* begin *
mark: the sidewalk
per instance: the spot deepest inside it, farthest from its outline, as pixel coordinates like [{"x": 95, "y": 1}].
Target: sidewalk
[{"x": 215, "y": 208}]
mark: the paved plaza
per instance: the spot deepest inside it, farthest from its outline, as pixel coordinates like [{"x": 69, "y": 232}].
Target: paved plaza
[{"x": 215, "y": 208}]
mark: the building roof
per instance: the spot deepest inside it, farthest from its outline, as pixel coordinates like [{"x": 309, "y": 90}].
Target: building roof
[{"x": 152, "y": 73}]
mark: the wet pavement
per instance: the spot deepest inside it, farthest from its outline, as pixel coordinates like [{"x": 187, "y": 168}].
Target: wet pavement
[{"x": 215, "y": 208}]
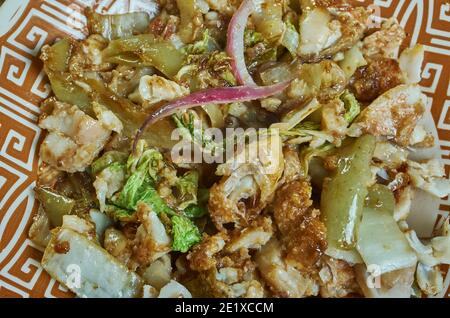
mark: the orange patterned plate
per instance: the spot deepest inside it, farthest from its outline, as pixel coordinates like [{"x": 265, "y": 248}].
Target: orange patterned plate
[{"x": 27, "y": 25}]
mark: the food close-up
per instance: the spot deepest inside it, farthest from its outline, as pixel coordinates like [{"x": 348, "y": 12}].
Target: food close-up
[{"x": 228, "y": 149}]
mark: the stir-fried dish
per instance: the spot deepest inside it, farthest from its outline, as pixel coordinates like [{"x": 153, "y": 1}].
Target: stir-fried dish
[{"x": 227, "y": 148}]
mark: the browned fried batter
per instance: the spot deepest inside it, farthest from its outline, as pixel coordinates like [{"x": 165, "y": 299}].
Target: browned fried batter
[
  {"x": 303, "y": 234},
  {"x": 376, "y": 78},
  {"x": 337, "y": 279}
]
* end *
Render the part of the records that opens with the line containing "mark: the food close-up" and runs through the end of the records as a Markdown table with the columns Row and Line text, one numbered row per line and blank lines left out.

[RESPONSE BELOW]
| Row | Line text |
|---|---|
| 1 | mark: the food close-up |
| 2 | per instance: the spot deepest inside it, farthest from its outline, as pixel coordinates like [{"x": 348, "y": 12}]. |
| 3 | Target: food close-up |
| 4 | [{"x": 228, "y": 149}] |
| 5 | mark: the stir-fried dish |
| 6 | per instance: the spot deepest inside it, farthest from its outline, as pixel coordinates like [{"x": 153, "y": 1}]. |
| 7 | Target: stir-fried dish |
| 8 | [{"x": 227, "y": 148}] |
| 9 | mark: the browned fried batter |
| 10 | per instance: the spot deepest inside it, farthest from its outline, as pixel coordinates like [{"x": 165, "y": 299}]. |
| 11 | Target: browned fried batter |
| 12 | [ |
| 13 |   {"x": 303, "y": 234}, |
| 14 |   {"x": 376, "y": 78}, |
| 15 |   {"x": 337, "y": 279} |
| 16 | ] |